How to escape the Linux networking stack

(blog.cloudflare.com)

148 points meysamazad | 2 comments | 17 Nov 25 15:49 UTC | HN request time: 0.606s | source

Show context

notepad0x90 ◴[17 Nov 25 20:18 UTC] No.45957801[source]▶

I'm slightly surprised cloudflare isn't using a userspace tcp/ip stack already (faster - less context switches and copies). It's the type of company I'd expect to actually need one.

replies(2): >>45958128 #>>45959181 #

nomel ◴[17 Nov 25 22:33 UTC] No.45959181[source]▶

>>45957801 #

> faster - less context switches and copies

Aren't neither required these days with the "async" like and zero-copy interfaces that are now available (like io_uring, where it's still handled by the kernel), along with the nearly non-existence of single core processors in modern times?

replies(1): >>45962541 #

1. majke ◴[18 Nov 25 08:03 UTC] No.45962541[source]▶

>>45959181 #

> > faster - less context switches and copies

This is very much newbie way of thinking. How do you know? Did you profile it?

It turns out there is surprisingly little dumb zero-copy potential at CF. Most of the stuff is TLS, so stuff needs to go through userspace anyway (kTLS exists, but I failed to actually use it, and what about QUIC).

Most of the cpu is burned on dumb things, like application logic. Turns out data copying and encryption and compression are actually pretty fast. I'm not saying these areas aren't ripe for optimization - but the majority of the cost was historically in much more obvious areas.

replies(1): >>45969802 #

2. notepad0x90 ◴[18 Nov 25 18:03 UTC] No.45969802[source]▶

>>45962541 (TP) #

> This is very much newbie way of thinking. How do you know? Did you profile it?

**Dataset excerpt**
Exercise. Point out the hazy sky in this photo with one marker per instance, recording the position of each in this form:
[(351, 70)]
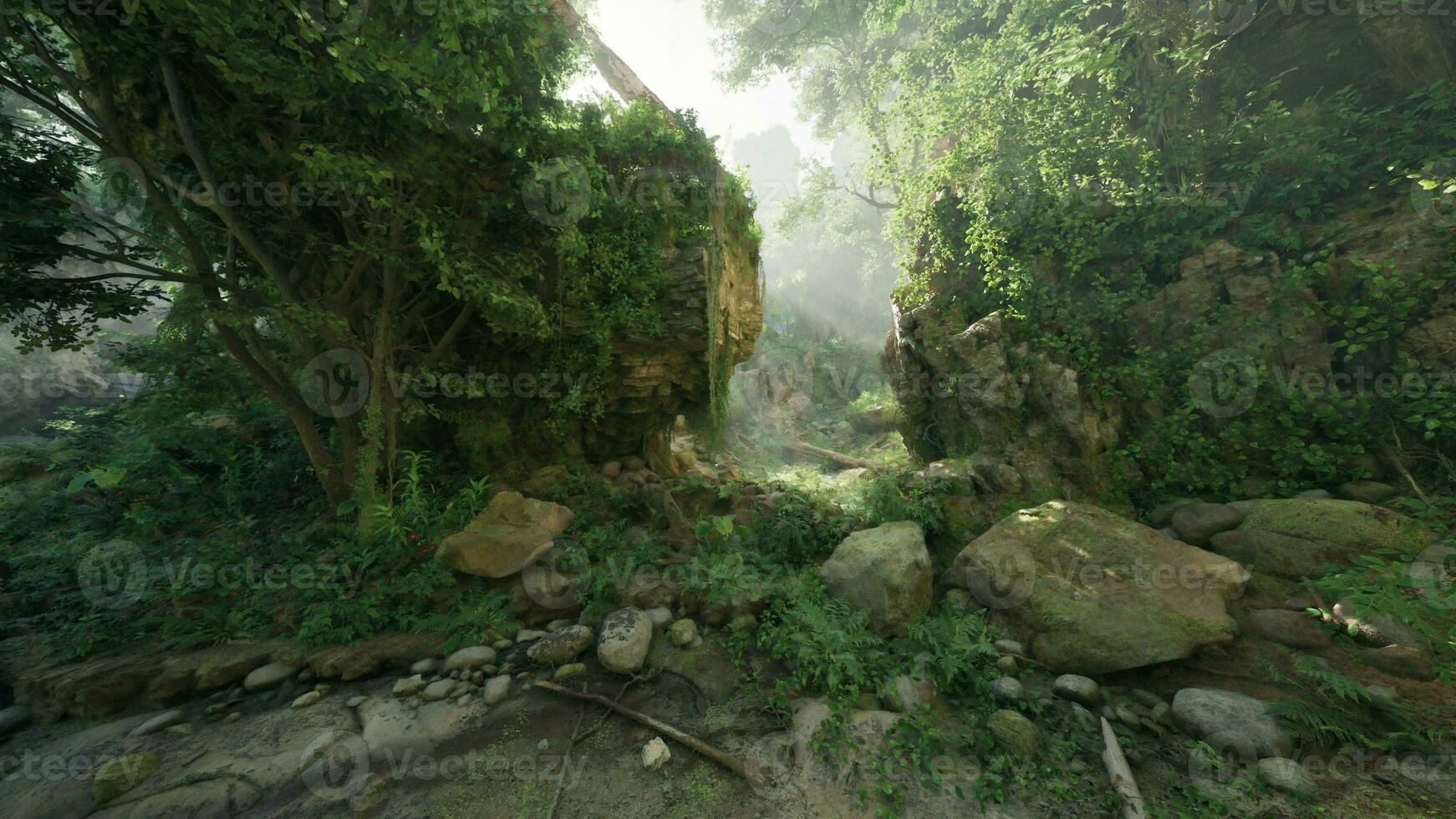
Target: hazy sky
[(670, 45)]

**What is asked**
Can you write the next part of the thread on escaping the Linux networking stack, starting right after its last line? The material has no connection to the thread about escaping the Linux networking stack.

**In response**
Does it matter? less syscalls is better. Whatever is being done in kernel mode can be replicated (or improved upon much more) in a user-space stack. It is easier to add/manage api's in user space than kernel apis. You can debug, patch, etc.. a user space stack much more easily. You can have multiple processes for redundancy, ensure crashes don't take out the whole system. I've had situations where rebooting the system was the only solution to routing or arp resolution issues (even after clearing caches). Same with netfilter/iptables "being stuck" or exhibiting performance degradation over time. if you're lucky a module reload can fix it, if it was a process I could have just killed/restarted it with minimal disruption.

> Most of the cpu is burned on dumb things, like application logic. Turns out data copying and encryption and compression are actually pretty fast. I'm not saying these areas aren't ripe for optimization - but the majority of the cost was historically in much more obvious areas.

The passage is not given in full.